The Stockton International Riverside Festival (SIRF) is an annual outdoor arts festival in Stockton-on-Tees, England. It includes British and international performers.

History 
The first Stockton Riverside Festival was founded by Frank Wilson and the first festival took place in August 1988. Now known as the Stockton International Riverside Festival (SIRF) it has grown into an internationally famous event that attracts thousands of spectators. In 2015 founder, Frank Wilson, was awarded an MBE for his services to the festival arts in the North East, recognising the impact the festival had made to Stockton. In 2017 SIRF celebrated its 30th anniversary.

# RECORDED INFORMATION
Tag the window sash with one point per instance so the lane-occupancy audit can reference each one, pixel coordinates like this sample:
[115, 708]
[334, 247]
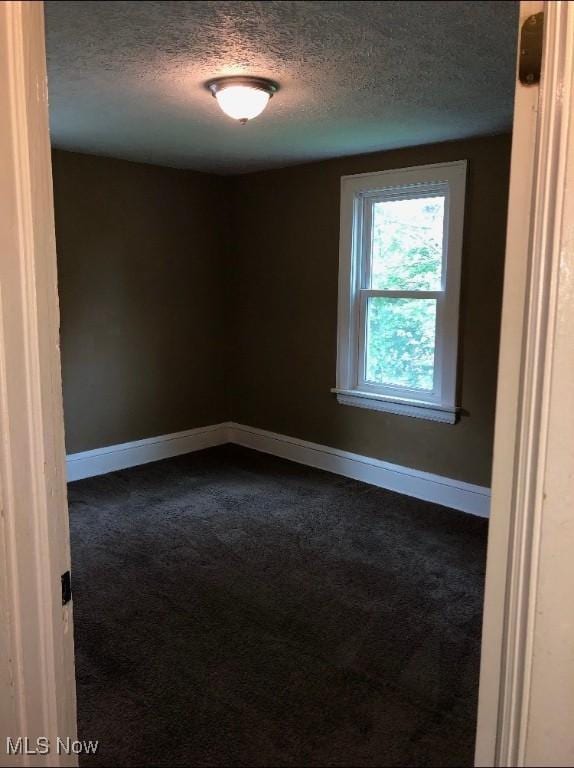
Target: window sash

# GIVEN TASK 1
According to the Stockton festival text, when did the first festival take place?
# GIVEN TASK 2
Quote the Stockton festival text from "The Stockton International Riverside Festival (SIRF) is" up to and including "and international performers.".
The listing has no connection to the Stockton festival text.

# TASK OUTPUT 1
August 1988

# TASK OUTPUT 2
The Stockton International Riverside Festival (SIRF) is an annual outdoor arts festival in Stockton-on-Tees, England. It includes British and international performers.